Tugas yang Dikerjakan →
A: Jawablah pertanyaan berikut berdasarkan teks tentang tragedi Al Khoziny.
(i) Dari sudut pandang apa artikel yang dibahas menjelaskan penyebab peristiwa?
(ii) Pimpinan pesantren disebut selaku apa saja dalam proyek pembangunan gedung?
(iii) Pemerintah disebut sebagai apa dalam pendidikan di Indonesia?
B: Tuliskan ulang kata demi kata bagian teks tentang tragedi Al Khoziny, dari "Robohnya Gedung dan" sampai "yang lebih solutif.".

Teks yang Diberikan →
Robohnya Gedung dan Runtuhnya Perhatian, Tragedi Al Khoziny dan Krisis Kebijakan Pesantren
Meskipun pada
artikel tersebut dijelaskan secara rinci penyebab peristiwa dari sudut pandang
teknis konstruksi bangunan dan mekanisme hukum yang berlaku di Indonesia, namun
hal ini kurang menjawab permasalahan yang sedang terjadi, terkhusus yang
terjadi dalam dunia pesantren. Setidaknya ada beberapa hal yang perlu disoroti
agar peristiwa di Al Khoziny menemukan jawaban yang lebih solutif.
Pertama,
kelalaian pimpinan pesantren yang dianggap sebagai otoritas tertinggi karena
selaku pemilik, penanggung jawab dan pengambil keputusan proyek Pembangunan
gedung. Hal ini memang bisa dibenarkan, namun tidak bersifat absolut. Kenapa dianggap
sebagai otoritas tertinggi? Bagaimana peran pemerintah sebagai penyelenggara
dan penjamin pendidikan di Indonesia? Ketika memposisikan pimpinan pesantren
sebagai satu-satunya pihak yang memiliki otoritas, justru kita berkontribusi
dalam menjauhkan peran dan elaborasi pemerintah terhadap lembaga pendidikan.

Item yang Disediakan →
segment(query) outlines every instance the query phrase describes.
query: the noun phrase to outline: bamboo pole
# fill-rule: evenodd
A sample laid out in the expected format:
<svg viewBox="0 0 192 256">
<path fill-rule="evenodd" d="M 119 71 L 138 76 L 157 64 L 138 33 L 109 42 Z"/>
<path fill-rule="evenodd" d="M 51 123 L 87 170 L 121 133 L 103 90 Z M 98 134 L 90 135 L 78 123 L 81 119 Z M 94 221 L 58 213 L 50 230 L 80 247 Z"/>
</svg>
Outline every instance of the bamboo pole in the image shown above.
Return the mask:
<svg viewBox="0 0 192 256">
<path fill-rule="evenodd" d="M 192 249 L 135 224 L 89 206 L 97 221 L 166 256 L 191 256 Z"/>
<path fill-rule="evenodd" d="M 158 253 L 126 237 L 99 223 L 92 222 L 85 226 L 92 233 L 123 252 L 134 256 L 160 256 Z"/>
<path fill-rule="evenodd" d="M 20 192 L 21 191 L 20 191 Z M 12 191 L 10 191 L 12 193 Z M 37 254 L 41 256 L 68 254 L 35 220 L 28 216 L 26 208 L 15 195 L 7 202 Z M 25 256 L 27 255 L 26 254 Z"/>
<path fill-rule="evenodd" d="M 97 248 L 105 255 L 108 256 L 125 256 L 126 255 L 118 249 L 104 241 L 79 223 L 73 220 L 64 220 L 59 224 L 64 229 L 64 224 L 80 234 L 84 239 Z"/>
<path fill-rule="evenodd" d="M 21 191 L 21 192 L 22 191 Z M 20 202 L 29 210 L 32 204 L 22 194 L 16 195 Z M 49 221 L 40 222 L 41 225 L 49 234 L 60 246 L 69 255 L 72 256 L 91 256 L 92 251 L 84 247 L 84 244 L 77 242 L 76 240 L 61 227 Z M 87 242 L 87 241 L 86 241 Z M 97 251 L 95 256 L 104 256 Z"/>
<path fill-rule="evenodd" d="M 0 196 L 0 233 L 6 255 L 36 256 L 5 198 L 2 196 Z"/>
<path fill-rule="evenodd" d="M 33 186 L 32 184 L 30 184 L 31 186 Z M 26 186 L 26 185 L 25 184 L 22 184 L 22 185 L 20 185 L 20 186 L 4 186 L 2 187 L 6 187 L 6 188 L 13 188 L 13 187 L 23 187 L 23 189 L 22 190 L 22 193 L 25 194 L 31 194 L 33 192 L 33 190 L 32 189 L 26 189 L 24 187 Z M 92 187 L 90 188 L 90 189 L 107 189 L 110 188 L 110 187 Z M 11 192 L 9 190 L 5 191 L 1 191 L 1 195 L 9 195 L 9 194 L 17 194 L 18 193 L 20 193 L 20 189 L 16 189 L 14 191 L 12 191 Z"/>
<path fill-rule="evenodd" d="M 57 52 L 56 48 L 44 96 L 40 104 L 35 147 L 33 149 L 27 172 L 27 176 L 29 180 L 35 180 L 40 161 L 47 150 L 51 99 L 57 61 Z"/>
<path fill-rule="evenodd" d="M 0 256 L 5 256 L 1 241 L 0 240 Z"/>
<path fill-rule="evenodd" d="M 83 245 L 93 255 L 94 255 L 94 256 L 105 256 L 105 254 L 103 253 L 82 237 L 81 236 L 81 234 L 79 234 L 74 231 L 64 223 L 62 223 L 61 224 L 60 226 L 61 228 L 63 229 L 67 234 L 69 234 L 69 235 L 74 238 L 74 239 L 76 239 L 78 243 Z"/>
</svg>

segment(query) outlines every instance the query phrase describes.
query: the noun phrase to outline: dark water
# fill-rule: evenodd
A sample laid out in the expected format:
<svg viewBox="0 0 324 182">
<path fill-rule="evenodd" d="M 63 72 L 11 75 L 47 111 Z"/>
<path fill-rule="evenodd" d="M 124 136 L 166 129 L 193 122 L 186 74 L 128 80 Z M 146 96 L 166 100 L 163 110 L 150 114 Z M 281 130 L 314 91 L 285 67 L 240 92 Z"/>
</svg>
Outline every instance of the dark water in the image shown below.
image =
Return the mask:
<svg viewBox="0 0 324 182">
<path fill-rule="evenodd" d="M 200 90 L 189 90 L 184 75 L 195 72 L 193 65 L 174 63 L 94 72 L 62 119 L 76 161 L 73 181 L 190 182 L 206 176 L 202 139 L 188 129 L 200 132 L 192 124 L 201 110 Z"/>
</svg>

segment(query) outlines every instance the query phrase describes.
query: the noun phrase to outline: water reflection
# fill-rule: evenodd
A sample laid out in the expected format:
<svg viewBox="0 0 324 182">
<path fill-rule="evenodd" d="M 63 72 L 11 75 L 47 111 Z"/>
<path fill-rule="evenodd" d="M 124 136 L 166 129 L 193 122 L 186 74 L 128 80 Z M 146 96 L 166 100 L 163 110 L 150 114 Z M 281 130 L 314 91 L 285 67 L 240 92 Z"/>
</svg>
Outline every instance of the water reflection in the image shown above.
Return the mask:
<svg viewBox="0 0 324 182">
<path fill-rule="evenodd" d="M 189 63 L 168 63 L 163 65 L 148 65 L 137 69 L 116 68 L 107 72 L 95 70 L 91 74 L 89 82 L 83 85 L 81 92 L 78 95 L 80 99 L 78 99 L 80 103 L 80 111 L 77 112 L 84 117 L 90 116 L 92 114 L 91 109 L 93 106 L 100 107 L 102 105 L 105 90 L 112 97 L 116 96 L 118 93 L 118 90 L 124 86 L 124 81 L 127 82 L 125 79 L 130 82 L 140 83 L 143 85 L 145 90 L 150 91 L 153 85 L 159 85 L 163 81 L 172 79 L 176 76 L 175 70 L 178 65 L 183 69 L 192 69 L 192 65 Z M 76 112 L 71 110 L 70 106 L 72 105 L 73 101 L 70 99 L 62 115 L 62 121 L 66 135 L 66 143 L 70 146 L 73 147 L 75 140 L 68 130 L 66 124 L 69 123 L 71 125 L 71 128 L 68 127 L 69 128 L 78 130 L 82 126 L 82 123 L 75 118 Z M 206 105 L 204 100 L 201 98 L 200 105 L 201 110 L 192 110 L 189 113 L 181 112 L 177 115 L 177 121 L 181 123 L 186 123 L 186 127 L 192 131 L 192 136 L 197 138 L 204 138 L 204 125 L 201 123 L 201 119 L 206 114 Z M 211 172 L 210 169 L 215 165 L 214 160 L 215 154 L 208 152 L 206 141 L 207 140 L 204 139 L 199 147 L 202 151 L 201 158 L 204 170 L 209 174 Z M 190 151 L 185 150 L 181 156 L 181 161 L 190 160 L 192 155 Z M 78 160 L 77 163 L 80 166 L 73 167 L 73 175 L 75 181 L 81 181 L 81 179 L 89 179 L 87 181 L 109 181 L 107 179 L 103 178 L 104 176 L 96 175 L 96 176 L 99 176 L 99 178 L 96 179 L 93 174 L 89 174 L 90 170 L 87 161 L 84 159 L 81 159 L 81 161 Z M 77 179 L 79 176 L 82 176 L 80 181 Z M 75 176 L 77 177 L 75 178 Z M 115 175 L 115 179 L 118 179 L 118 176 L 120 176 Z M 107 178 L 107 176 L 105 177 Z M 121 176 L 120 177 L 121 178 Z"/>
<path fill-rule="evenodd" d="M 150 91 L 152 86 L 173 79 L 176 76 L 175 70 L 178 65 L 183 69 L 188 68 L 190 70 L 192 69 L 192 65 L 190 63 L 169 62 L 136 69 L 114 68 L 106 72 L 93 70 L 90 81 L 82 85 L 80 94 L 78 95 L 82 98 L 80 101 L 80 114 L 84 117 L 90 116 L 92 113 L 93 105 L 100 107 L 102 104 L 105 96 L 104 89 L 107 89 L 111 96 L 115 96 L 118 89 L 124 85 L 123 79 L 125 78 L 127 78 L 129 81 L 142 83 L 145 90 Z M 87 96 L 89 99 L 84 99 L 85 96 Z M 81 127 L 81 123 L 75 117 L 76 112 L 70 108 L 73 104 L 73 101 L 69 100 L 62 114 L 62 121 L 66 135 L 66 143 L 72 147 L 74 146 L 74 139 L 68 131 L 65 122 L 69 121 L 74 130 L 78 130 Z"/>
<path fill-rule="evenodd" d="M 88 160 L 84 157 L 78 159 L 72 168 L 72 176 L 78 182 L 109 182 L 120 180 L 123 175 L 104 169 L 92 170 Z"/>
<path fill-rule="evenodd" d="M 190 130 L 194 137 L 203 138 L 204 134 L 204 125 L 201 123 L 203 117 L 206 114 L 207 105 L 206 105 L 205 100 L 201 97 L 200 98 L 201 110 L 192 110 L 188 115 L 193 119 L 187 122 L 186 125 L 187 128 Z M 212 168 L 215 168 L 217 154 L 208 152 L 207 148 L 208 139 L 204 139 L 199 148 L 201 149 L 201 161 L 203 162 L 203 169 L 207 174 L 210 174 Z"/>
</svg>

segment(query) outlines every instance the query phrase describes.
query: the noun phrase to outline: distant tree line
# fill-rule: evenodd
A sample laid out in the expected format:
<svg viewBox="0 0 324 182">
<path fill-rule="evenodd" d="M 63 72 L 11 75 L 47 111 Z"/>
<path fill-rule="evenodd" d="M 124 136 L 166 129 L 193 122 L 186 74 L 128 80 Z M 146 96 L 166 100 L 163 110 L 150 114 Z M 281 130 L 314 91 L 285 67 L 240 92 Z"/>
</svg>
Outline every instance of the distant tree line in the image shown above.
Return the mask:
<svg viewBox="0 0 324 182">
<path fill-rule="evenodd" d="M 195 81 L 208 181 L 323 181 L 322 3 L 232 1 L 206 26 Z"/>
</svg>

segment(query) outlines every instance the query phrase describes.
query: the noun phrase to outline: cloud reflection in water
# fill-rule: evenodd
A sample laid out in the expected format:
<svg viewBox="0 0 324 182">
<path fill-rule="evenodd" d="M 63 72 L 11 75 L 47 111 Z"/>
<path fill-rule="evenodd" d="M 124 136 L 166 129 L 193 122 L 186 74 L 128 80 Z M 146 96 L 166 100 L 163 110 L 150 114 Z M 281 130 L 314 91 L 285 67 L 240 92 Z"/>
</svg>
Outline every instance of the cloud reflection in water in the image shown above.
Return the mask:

Jawaban per Tugas →
A:
(i) Dari sudut pandang teknis konstruksi bangunan dan mekanisme hukum yang berlaku di Indonesia.
(ii) Selaku pemilik, penanggung jawab, dan pengambil keputusan proyek pembangunan gedung.
(iii) Sebagai penyelenggara dan penjamin pendidikan di Indonesia.

B:
Robohnya Gedung dan Runtuhnya Perhatian, Tragedi Al Khoziny dan Krisis Kebijakan Pesantren
Meskipun pada
artikel tersebut dijelaskan secara rinci penyebab peristiwa dari sudut pandang
teknis konstruksi bangunan dan mekanisme hukum yang berlaku di Indonesia, namun
hal ini kurang menjawab permasalahan yang sedang terjadi, terkhusus yang
terjadi dalam dunia pesantren. Setidaknya ada beberapa hal yang perlu disoroti
agar peristiwa di Al Khoziny menemukan jawaban yang lebih solutif.